**RECORDS**
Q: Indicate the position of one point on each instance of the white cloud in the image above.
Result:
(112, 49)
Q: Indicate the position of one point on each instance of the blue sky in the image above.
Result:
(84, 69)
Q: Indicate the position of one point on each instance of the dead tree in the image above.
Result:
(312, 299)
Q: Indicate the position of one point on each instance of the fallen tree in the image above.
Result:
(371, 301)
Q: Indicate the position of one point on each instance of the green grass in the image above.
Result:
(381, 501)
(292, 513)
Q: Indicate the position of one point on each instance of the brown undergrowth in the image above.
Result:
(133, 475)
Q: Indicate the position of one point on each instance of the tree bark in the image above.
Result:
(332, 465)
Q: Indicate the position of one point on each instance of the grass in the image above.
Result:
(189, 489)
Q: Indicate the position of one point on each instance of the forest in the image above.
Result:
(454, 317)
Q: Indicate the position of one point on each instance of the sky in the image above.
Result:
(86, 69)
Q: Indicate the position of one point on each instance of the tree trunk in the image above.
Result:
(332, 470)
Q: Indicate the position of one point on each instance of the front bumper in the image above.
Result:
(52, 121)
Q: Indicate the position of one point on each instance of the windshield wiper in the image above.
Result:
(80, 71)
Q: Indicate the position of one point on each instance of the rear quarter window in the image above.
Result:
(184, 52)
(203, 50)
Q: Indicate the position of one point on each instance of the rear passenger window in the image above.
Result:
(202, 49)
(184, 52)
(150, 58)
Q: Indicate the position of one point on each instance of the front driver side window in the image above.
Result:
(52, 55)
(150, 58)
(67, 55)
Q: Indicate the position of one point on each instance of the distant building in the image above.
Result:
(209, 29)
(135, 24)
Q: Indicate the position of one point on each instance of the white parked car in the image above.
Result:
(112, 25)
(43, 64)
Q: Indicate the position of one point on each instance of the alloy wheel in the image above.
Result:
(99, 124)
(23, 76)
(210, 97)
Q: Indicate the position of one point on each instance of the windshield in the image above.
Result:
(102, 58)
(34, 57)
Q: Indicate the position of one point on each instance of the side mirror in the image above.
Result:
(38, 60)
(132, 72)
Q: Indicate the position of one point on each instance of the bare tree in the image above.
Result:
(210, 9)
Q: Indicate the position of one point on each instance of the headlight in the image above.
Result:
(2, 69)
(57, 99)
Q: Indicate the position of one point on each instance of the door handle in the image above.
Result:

**DIRECTIONS**
Report how many lines in the entries hold the string "window". Nothing but the number is wanted.

**SOLUTION FOR THIS TASK**
3